Dataset records
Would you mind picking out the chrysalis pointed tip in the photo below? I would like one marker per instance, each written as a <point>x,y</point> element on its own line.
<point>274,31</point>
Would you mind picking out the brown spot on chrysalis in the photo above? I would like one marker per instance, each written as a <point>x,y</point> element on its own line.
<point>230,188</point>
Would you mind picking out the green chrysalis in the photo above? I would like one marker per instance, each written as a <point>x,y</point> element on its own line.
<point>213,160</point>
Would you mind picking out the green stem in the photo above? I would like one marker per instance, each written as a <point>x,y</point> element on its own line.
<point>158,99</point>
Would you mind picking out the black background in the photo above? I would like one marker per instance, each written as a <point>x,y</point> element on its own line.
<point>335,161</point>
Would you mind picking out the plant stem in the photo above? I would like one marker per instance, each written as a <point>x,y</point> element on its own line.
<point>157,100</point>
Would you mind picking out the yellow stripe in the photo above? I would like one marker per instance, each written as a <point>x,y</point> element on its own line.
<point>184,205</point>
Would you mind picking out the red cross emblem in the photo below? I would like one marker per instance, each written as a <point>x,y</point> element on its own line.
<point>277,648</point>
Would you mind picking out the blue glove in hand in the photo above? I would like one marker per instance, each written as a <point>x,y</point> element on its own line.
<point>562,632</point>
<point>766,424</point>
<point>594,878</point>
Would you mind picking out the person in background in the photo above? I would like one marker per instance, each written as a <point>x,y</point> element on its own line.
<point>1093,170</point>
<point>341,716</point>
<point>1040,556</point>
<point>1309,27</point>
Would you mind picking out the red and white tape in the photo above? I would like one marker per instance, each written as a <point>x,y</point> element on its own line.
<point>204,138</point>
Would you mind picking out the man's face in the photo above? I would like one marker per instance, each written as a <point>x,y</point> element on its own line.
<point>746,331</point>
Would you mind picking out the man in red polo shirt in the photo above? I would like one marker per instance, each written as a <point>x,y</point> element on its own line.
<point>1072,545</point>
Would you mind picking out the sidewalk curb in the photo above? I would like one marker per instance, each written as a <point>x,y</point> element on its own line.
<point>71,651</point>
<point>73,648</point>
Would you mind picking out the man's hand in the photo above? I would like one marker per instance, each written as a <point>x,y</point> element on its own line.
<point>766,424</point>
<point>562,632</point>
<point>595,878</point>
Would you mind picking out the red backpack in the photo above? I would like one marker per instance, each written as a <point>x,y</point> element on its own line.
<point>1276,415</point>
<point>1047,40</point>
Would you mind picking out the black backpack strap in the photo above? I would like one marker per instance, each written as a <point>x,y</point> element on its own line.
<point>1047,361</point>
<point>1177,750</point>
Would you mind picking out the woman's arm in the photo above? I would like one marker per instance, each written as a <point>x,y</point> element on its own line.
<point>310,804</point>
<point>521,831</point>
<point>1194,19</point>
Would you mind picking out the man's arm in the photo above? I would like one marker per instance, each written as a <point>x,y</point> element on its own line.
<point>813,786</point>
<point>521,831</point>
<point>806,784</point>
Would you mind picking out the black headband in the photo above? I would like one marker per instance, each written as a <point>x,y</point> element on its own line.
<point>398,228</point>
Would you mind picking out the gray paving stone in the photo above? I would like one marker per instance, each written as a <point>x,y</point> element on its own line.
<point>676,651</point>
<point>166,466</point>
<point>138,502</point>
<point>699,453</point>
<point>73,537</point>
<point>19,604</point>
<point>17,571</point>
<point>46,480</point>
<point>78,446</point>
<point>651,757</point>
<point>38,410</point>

--

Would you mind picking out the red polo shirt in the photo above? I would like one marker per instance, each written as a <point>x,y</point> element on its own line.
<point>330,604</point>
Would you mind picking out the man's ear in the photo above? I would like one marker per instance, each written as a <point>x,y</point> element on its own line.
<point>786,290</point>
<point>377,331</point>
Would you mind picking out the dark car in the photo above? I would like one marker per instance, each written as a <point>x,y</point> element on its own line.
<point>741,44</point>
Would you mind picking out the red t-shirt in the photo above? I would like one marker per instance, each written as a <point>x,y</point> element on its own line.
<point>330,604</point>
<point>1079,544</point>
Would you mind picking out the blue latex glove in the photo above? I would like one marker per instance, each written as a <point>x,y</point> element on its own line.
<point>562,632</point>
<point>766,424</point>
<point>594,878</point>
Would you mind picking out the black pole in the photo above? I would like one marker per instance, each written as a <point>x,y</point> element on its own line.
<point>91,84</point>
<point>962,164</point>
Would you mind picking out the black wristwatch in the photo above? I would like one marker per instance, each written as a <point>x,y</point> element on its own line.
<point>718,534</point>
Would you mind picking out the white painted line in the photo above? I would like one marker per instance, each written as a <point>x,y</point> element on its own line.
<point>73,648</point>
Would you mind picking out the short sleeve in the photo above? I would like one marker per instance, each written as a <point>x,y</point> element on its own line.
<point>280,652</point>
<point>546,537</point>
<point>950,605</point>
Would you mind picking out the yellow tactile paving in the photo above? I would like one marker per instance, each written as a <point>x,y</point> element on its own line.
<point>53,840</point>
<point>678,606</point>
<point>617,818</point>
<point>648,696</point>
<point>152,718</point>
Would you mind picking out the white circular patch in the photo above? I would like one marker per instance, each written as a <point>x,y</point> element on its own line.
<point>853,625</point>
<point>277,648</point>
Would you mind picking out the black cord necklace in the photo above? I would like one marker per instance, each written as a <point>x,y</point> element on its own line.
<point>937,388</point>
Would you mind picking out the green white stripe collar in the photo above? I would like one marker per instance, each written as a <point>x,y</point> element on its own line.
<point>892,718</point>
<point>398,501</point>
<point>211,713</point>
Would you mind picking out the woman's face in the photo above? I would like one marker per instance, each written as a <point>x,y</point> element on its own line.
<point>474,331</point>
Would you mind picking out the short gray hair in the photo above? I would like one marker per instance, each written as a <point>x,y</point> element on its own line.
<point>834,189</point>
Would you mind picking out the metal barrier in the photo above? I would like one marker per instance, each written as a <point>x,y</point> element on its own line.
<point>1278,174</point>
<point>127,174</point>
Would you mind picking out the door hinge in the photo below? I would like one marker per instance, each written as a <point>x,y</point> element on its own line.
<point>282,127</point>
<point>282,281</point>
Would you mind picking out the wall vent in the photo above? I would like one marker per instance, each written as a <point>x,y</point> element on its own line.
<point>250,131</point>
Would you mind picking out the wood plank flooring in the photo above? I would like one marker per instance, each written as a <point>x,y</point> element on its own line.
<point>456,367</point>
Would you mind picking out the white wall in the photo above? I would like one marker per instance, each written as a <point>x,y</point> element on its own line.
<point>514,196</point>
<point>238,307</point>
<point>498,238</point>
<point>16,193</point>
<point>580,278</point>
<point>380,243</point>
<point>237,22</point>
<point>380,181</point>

---

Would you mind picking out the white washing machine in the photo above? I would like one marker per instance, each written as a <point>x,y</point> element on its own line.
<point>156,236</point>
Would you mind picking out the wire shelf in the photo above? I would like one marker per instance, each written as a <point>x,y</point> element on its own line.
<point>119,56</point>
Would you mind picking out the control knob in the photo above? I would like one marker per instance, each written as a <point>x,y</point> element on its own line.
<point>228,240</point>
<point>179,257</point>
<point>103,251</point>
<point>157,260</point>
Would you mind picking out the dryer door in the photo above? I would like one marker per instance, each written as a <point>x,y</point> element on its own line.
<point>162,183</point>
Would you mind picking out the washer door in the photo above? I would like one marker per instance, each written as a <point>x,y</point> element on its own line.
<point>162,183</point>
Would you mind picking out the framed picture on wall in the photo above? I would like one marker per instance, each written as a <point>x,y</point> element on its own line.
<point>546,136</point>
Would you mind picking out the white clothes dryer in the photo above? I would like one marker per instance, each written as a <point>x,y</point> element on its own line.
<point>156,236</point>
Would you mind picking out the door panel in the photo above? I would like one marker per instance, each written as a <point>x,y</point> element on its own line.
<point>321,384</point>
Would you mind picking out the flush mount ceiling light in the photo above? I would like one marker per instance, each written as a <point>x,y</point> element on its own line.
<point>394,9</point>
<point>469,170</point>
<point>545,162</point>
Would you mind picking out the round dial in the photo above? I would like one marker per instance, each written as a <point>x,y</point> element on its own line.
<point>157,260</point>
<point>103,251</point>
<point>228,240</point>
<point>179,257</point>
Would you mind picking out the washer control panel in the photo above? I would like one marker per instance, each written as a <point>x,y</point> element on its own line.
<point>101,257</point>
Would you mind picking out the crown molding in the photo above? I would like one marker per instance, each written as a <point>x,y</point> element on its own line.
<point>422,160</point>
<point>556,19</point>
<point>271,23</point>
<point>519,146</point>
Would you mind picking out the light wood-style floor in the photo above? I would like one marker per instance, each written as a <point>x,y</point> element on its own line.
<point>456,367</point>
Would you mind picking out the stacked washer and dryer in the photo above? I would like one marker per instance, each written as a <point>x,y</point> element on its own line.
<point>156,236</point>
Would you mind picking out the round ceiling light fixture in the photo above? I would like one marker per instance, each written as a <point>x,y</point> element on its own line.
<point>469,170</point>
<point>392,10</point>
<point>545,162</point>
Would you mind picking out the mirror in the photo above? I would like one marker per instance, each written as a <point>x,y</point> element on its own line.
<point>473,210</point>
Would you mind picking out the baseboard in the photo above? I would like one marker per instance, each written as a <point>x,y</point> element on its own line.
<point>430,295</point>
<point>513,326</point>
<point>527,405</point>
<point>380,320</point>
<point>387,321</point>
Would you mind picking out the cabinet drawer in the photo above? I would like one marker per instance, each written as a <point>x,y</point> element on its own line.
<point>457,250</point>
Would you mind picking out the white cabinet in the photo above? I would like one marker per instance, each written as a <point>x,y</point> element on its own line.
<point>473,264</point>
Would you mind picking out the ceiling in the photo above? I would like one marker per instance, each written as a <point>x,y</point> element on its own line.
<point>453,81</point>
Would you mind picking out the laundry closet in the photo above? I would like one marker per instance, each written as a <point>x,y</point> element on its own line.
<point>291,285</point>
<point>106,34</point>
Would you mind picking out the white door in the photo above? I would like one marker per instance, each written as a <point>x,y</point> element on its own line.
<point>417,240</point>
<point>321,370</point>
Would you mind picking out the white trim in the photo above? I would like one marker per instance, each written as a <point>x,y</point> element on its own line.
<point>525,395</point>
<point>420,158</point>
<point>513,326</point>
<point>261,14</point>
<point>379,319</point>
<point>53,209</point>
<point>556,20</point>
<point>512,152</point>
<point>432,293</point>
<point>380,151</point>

Work to be completed
Recast the lines of the records above as a numbered list, from the line containing "Would you mind picking out the red backpack" through the line containing "<point>1047,40</point>", both included. Leave out blank lines, and give only those lines.

Finished exercise
1. Would you mind picking out the red backpack in the photo above? I would like one marker per instance, each written as a <point>x,y</point> element on its own line.
2. <point>1276,415</point>
3. <point>1047,40</point>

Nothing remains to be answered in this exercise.